Records for the exercise:
○ ○ ○ ○ ○ ○ ○

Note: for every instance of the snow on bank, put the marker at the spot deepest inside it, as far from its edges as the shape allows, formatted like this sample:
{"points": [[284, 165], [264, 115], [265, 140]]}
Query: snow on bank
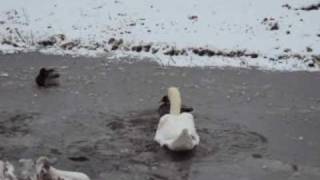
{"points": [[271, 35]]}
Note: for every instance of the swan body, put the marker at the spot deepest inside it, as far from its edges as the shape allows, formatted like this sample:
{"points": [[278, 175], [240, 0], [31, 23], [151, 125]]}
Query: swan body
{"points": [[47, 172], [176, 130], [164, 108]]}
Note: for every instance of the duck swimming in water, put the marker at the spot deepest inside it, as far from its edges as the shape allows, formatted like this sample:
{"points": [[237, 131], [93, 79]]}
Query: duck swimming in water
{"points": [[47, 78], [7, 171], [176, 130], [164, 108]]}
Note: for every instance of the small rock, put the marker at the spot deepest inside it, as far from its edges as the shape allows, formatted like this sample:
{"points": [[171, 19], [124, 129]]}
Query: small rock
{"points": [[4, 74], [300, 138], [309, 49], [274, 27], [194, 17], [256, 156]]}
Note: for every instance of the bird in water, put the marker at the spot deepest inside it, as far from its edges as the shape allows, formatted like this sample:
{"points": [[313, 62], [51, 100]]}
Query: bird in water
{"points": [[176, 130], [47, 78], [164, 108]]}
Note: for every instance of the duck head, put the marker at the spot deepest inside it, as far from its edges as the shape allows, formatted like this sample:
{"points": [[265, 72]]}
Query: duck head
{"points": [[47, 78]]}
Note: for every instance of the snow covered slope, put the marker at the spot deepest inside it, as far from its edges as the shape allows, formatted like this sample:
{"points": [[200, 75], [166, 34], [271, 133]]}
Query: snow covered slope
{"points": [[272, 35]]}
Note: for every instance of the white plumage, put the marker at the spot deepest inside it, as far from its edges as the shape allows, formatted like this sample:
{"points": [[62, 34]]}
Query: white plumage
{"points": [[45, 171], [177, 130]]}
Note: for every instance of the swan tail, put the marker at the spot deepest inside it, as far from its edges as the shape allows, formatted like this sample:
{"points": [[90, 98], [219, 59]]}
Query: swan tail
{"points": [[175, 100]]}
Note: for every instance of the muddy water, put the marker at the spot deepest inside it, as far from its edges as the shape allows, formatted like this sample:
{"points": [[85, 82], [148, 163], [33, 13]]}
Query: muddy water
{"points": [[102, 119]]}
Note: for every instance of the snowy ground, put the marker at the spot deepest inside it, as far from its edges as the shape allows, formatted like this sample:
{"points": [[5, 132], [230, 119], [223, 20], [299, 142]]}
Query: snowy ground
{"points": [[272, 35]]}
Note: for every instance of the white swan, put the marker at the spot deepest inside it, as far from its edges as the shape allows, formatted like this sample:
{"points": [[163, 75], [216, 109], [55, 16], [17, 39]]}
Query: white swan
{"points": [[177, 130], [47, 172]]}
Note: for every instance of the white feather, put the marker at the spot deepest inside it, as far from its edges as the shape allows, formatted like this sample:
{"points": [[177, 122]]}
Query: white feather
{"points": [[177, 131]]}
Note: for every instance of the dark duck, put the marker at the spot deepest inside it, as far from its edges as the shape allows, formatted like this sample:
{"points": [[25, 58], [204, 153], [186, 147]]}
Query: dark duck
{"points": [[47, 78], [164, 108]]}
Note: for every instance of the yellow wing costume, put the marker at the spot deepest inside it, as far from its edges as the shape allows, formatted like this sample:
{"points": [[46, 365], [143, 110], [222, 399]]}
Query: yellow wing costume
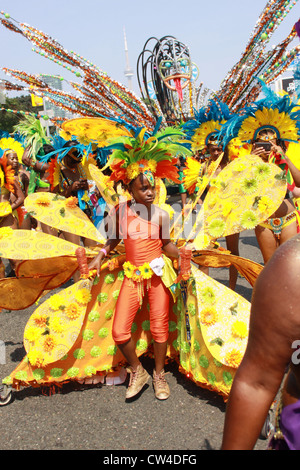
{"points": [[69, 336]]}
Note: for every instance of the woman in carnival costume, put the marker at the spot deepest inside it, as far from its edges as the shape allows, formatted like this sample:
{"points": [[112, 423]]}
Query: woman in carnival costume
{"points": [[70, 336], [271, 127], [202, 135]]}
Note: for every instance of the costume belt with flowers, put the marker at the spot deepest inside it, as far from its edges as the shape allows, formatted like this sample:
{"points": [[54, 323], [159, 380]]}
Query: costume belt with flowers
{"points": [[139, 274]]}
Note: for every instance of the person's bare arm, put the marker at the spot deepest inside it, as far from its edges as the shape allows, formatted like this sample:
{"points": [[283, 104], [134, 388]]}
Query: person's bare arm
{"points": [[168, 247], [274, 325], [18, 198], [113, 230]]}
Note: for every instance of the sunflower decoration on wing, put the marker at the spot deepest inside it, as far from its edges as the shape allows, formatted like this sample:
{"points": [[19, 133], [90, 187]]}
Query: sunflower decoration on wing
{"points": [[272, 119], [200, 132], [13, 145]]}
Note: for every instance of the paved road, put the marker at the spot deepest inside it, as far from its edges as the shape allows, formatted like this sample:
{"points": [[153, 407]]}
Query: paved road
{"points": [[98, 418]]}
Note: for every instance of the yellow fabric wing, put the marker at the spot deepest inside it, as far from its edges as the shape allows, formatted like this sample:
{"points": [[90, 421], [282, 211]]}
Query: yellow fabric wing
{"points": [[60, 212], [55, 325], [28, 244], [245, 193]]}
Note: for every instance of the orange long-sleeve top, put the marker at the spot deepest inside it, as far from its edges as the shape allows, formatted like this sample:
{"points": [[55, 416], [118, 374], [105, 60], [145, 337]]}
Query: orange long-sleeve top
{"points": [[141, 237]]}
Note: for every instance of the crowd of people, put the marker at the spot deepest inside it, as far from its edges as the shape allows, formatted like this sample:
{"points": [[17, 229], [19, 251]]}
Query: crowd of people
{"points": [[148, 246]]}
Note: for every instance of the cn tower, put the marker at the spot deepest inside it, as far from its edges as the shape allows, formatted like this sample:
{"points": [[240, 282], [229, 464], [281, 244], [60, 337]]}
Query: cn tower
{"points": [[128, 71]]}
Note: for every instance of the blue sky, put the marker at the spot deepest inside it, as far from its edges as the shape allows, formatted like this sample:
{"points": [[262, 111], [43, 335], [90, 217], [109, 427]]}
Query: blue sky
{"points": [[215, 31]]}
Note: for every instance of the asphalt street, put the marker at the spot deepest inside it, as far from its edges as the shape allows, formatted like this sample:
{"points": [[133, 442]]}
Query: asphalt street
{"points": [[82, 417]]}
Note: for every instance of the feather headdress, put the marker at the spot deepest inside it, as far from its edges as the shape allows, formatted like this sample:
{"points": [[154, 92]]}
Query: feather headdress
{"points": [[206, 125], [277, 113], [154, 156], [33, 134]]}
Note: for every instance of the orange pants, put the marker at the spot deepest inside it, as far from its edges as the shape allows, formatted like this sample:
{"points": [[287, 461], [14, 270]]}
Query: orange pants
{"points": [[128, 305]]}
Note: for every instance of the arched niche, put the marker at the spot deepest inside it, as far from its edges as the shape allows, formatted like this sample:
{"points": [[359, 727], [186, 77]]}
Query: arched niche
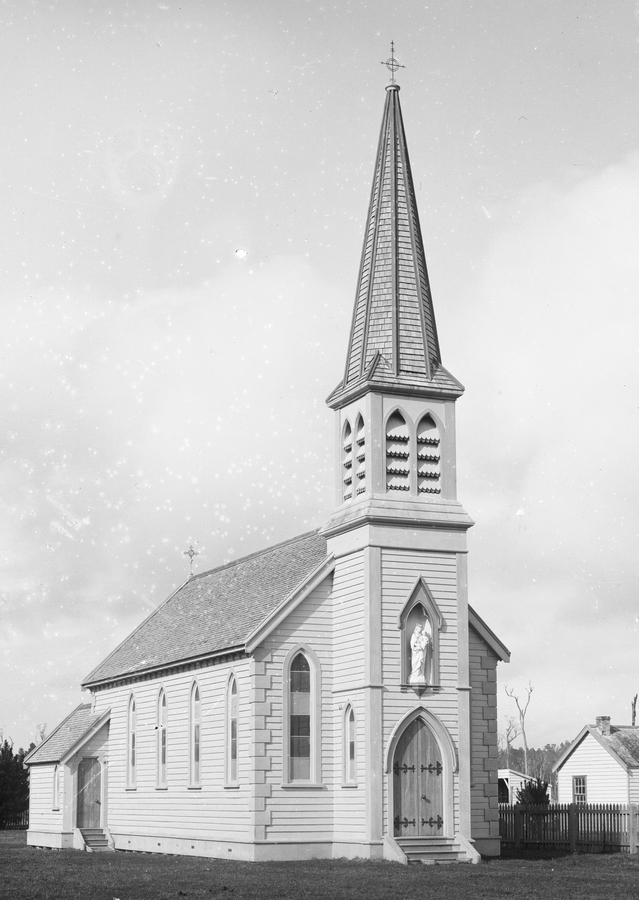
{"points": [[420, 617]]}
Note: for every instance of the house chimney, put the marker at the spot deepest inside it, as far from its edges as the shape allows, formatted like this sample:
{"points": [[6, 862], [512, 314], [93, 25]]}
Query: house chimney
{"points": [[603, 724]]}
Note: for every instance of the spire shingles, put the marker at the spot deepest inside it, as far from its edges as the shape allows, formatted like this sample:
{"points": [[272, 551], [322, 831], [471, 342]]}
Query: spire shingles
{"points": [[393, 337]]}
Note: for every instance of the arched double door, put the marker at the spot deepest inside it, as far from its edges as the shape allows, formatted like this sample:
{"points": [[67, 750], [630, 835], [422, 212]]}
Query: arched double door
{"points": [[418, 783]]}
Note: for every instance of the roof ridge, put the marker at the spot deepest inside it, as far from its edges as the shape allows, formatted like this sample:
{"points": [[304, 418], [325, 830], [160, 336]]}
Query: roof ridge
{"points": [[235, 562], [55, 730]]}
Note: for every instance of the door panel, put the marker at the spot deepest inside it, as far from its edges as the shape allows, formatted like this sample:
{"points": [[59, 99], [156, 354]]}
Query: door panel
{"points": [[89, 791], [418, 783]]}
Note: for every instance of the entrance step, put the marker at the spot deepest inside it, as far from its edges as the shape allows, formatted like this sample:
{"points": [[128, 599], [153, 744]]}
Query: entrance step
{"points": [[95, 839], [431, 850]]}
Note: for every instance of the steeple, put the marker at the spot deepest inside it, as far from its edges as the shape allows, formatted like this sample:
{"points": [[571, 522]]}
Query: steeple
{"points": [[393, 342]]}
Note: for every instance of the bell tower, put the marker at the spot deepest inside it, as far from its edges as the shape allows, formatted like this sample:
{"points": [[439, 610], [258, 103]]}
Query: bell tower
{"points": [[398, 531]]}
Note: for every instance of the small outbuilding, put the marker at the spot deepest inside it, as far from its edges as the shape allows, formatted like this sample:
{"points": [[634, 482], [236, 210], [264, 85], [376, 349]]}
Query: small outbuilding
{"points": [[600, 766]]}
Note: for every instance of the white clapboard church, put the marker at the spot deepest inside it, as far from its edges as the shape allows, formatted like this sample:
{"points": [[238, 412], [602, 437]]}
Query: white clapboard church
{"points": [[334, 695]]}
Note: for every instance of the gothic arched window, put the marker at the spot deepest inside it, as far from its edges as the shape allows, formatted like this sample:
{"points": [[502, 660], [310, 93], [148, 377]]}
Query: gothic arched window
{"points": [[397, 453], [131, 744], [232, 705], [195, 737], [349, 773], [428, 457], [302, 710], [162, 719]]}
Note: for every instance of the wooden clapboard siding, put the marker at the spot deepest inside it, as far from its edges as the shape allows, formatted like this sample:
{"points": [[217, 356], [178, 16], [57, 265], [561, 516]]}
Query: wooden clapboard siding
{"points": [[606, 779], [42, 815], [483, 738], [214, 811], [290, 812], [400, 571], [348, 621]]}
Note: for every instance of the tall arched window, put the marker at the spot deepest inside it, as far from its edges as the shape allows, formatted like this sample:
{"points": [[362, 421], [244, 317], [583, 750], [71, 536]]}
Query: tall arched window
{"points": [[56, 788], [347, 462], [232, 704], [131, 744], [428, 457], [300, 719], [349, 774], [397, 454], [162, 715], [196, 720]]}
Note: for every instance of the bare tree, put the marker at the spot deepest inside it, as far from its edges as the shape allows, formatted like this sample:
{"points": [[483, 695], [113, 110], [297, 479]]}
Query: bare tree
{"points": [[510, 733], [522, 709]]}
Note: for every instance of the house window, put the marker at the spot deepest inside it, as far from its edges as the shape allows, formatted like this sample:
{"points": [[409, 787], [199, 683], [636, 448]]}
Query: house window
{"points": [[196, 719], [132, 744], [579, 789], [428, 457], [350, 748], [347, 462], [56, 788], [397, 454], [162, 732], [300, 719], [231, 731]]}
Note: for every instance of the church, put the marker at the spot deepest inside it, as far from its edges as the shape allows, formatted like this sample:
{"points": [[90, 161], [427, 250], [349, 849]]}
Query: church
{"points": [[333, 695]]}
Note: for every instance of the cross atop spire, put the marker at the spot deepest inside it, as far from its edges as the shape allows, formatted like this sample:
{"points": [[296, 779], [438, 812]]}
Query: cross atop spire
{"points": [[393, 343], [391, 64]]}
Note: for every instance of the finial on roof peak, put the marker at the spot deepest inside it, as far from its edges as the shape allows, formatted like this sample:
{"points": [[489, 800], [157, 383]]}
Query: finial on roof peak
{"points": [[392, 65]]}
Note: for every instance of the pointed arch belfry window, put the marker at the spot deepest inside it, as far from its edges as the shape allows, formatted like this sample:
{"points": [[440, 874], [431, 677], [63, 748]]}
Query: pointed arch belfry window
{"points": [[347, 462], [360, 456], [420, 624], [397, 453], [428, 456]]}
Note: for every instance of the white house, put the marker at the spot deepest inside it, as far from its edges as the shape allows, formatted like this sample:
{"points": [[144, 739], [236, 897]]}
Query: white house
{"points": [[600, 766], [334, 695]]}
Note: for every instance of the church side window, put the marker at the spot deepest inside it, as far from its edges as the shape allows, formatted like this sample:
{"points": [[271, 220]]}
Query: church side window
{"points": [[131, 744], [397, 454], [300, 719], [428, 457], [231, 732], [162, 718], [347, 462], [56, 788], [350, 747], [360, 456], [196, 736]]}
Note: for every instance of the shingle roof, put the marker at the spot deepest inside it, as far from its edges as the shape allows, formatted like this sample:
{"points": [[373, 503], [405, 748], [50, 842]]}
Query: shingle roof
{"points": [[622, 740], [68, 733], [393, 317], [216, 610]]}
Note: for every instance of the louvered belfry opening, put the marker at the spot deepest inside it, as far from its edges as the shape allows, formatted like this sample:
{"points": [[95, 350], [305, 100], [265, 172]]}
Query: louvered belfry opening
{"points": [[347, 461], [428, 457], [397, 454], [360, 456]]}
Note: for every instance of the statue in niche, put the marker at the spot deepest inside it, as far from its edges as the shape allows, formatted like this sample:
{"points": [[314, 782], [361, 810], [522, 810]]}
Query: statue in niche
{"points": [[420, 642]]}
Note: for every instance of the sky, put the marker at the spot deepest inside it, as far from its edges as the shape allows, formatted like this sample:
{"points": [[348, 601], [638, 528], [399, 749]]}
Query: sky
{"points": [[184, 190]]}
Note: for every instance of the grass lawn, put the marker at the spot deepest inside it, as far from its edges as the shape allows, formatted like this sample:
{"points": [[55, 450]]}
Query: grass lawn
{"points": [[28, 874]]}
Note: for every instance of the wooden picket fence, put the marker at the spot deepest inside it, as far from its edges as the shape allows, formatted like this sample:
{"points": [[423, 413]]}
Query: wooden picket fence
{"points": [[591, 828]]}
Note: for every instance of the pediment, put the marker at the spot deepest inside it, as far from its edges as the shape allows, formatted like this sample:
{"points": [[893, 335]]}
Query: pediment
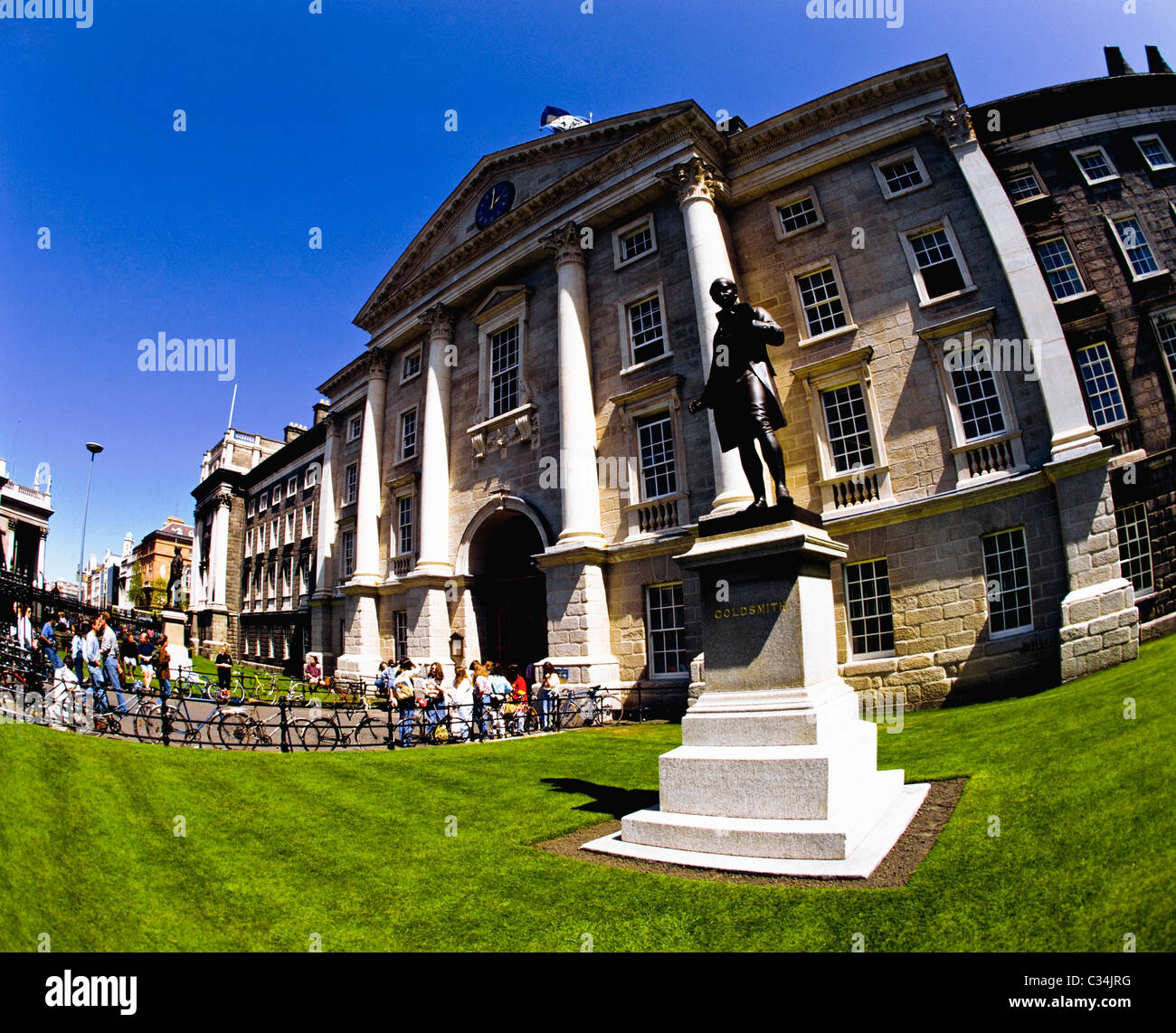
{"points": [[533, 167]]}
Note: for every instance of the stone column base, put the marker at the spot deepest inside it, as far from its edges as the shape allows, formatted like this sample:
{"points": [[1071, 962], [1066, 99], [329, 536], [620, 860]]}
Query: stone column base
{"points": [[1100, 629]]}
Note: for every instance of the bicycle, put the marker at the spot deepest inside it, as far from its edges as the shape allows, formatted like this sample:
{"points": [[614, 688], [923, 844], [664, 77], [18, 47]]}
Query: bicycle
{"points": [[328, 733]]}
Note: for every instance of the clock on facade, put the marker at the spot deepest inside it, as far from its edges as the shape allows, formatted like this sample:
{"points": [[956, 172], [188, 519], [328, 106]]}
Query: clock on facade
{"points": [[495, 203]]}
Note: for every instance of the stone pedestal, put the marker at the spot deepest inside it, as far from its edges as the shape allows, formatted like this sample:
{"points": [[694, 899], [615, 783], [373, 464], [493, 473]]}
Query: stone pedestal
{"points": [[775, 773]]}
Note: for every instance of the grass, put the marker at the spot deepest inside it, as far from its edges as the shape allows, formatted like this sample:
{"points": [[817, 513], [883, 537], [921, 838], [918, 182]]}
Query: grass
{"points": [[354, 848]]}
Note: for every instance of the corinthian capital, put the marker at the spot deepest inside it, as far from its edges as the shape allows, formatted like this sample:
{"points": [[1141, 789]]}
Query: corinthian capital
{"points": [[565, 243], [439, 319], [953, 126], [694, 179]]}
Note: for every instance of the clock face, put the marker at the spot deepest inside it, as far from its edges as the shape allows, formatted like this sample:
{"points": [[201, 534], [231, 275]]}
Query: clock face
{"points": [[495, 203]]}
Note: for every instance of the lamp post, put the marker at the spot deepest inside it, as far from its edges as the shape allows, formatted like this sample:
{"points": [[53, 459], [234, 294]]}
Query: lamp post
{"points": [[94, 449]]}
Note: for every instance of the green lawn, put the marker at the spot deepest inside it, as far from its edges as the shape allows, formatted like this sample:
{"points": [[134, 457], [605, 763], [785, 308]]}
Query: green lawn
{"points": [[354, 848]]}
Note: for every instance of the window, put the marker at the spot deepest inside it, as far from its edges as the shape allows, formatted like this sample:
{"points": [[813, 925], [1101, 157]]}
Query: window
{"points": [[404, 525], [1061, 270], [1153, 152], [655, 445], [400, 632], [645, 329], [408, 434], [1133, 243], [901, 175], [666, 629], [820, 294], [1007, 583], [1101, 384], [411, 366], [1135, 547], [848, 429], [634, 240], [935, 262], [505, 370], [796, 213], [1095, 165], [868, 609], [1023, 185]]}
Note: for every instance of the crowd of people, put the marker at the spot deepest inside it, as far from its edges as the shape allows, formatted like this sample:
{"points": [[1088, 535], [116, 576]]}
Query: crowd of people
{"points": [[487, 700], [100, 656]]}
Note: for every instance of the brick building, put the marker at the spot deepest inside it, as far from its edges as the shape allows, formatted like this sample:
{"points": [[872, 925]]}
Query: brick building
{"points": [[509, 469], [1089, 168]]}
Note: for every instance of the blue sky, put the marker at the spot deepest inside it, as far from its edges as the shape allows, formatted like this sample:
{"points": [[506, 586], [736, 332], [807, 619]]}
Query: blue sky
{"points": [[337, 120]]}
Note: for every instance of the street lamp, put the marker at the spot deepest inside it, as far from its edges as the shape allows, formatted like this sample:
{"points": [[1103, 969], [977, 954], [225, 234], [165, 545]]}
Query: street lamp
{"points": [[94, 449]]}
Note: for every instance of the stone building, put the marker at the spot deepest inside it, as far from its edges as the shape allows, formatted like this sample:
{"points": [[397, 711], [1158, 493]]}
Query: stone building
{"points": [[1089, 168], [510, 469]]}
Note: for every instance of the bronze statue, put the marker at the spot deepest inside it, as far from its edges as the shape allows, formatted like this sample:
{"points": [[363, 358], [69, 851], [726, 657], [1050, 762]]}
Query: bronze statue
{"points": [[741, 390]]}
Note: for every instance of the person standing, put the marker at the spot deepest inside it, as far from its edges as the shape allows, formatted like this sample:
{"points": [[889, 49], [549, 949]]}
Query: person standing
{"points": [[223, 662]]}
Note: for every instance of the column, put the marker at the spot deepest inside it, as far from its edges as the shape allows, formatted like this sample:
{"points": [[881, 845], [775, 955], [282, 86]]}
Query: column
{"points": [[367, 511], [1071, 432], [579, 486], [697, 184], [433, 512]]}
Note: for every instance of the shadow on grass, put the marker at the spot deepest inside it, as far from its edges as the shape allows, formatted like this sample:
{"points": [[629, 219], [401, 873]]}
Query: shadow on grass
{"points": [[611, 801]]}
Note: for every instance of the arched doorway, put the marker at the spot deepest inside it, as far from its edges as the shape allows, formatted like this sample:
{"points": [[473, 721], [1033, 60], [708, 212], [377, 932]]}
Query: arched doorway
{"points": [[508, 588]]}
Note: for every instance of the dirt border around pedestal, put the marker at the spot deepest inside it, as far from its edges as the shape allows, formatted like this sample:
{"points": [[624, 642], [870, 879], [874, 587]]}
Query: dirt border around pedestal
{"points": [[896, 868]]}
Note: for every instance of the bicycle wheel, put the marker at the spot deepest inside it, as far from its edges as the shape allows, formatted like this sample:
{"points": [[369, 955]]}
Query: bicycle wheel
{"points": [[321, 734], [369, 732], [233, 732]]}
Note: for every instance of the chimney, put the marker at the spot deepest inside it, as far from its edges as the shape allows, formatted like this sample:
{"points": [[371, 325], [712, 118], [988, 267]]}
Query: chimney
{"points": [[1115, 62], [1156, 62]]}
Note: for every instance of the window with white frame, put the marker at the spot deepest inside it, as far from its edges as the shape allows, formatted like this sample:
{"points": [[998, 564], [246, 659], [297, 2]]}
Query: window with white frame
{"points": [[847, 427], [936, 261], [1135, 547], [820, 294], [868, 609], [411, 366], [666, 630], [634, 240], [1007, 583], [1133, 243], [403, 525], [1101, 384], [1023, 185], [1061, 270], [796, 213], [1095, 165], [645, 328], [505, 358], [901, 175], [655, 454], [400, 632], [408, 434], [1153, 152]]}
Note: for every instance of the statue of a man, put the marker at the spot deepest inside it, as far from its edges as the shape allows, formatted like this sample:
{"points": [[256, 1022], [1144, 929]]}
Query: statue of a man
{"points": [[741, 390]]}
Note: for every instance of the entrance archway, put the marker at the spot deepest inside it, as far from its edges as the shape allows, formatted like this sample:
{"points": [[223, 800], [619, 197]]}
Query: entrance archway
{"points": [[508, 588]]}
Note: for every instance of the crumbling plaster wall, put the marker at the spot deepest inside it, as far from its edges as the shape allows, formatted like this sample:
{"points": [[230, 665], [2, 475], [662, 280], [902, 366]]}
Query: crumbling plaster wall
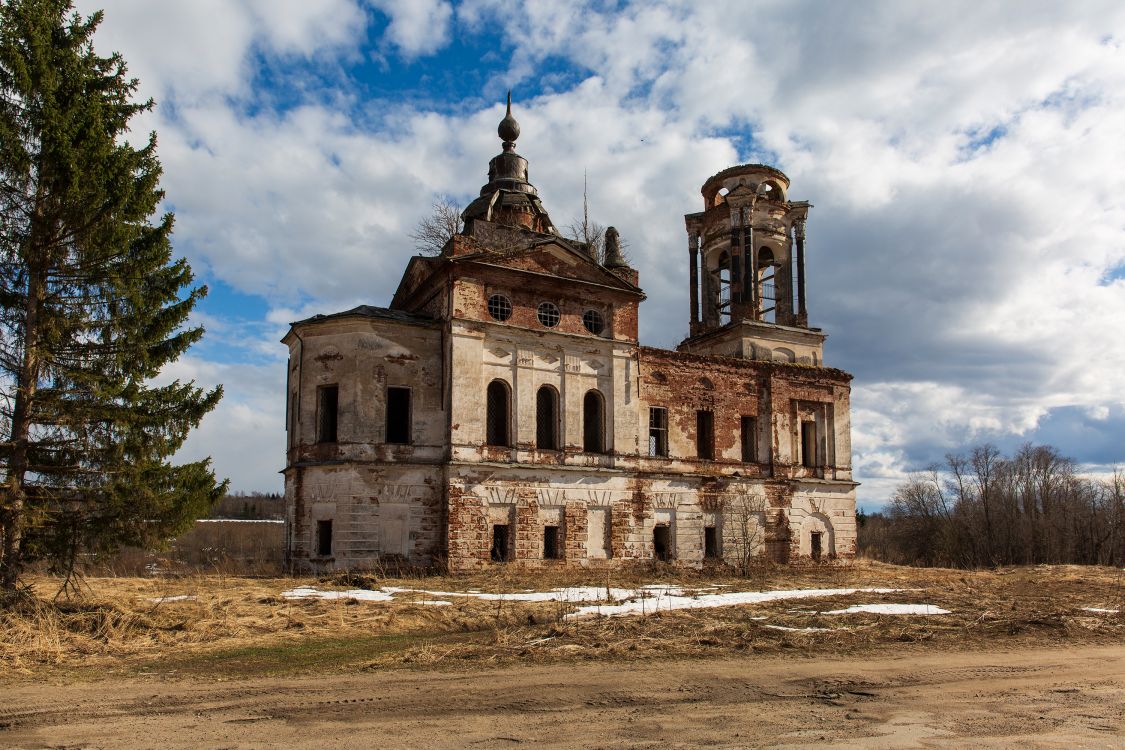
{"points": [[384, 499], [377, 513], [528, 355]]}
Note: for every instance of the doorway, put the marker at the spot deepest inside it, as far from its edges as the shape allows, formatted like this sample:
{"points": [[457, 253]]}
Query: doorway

○ ○ ○ ○ ○ ○ ○

Try it: Only one stretch of the records above is wanted: the lines between the one holding "Query: house chimney" and the one holding "Note: for every instance of the bell", inclusive, reproduced exactly.

Output below:
Query: house chimney
{"points": [[603, 724]]}
Note: for every instance of the spire shingles, put the marker at the spot deepest inside it, as far from its edges as the shape allows, formatted like this sample:
{"points": [[272, 551], [322, 831], [471, 342]]}
Query: spire shingles
{"points": [[393, 337]]}
Note: for every instance of the arched double door, put the marker at the spot deepest inside it, as far from its edges as the shape allows, formatted like this sample:
{"points": [[67, 750], [630, 835], [422, 212]]}
Query: arched double door
{"points": [[418, 783]]}
Note: for every instance of the roof ridge, put the marker at the spot deepest inside it, as far from its edges as the shape allows, formatted like this sample:
{"points": [[304, 418], [325, 830], [160, 336]]}
Query: roof ridge
{"points": [[235, 562], [55, 730]]}
Note: for every instance of the door panel, put the marker at the spot deepest inside it, as far from its edges as the shape allows, formatted like this sample:
{"points": [[59, 99], [156, 354]]}
Query: door panel
{"points": [[89, 791], [418, 783]]}
Note: for every instance of the entrance step, put the marker at the spot deepest inside it, as far from its edges as the shape allows, formatted like this sample:
{"points": [[128, 599], [153, 744]]}
Query: entrance step
{"points": [[95, 839], [431, 850]]}
Note: for every instance of the steeple, put the marker at the spot deepest inside it, as far from its edges as the shape allows, formatted like this sample:
{"points": [[571, 522]]}
Query: steeple
{"points": [[393, 342]]}
Note: for every instance of the bell tower, put the marker at the spot deepest inside it, as far from its edges as the shape allows, formatted like this sample:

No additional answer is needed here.